Written task - Can you convert the lines from the one with "Curation note — class label: dark mane" up to and including the one with "[125,16,231,106]" into a numbered list, dropping any blank lines?

Records shown -
## Start

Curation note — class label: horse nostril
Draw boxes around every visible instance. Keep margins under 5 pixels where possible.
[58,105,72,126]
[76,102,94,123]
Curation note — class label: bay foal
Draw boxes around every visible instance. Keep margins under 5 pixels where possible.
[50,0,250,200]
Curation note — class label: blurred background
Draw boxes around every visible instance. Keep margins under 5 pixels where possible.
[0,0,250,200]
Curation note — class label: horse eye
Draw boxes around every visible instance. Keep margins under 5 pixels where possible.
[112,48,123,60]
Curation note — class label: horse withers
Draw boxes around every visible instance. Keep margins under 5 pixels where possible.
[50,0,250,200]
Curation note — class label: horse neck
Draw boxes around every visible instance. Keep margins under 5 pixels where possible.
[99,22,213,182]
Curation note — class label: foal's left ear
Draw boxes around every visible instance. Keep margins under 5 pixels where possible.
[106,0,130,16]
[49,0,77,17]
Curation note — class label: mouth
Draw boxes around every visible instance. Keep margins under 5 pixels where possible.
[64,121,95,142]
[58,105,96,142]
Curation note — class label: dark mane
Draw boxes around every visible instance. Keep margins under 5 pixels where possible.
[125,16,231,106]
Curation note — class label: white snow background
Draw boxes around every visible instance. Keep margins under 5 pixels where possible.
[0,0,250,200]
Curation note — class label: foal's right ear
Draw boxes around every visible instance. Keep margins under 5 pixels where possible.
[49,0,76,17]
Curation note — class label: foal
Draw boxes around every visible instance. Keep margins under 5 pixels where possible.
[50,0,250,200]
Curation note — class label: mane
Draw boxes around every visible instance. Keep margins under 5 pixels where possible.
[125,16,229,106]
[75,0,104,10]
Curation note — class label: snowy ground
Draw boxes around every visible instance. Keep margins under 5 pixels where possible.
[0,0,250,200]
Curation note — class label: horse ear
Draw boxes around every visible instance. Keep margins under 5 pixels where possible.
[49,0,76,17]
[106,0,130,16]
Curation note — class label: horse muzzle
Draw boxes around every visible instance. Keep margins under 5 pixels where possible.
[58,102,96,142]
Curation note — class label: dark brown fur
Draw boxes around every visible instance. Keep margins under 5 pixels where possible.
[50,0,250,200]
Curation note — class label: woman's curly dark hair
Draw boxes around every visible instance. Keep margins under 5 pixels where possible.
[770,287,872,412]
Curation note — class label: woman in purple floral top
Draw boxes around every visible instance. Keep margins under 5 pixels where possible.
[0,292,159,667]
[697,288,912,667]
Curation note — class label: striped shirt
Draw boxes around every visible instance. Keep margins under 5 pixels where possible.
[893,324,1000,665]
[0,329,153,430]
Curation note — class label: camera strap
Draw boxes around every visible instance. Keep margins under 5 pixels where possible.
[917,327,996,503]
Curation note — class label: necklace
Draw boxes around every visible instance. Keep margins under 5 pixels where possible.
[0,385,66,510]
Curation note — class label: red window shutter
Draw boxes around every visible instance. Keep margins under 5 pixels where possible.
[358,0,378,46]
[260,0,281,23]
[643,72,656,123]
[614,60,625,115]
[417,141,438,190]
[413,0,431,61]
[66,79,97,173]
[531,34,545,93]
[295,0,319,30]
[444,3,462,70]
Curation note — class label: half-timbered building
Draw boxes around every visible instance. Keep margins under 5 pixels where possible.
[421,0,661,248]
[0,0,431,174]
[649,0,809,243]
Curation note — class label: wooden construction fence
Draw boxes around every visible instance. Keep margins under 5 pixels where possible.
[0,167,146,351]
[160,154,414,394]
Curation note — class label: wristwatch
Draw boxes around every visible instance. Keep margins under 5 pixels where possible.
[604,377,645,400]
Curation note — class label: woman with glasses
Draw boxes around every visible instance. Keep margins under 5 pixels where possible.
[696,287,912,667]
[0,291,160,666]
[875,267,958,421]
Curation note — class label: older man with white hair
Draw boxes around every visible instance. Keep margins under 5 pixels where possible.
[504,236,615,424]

## End

Output for this exercise -
1. Curation note — class label: dark mane
2. Draw boxes around every visible instance. Keep margins under 5 pixels where possible.
3. [125,16,231,106]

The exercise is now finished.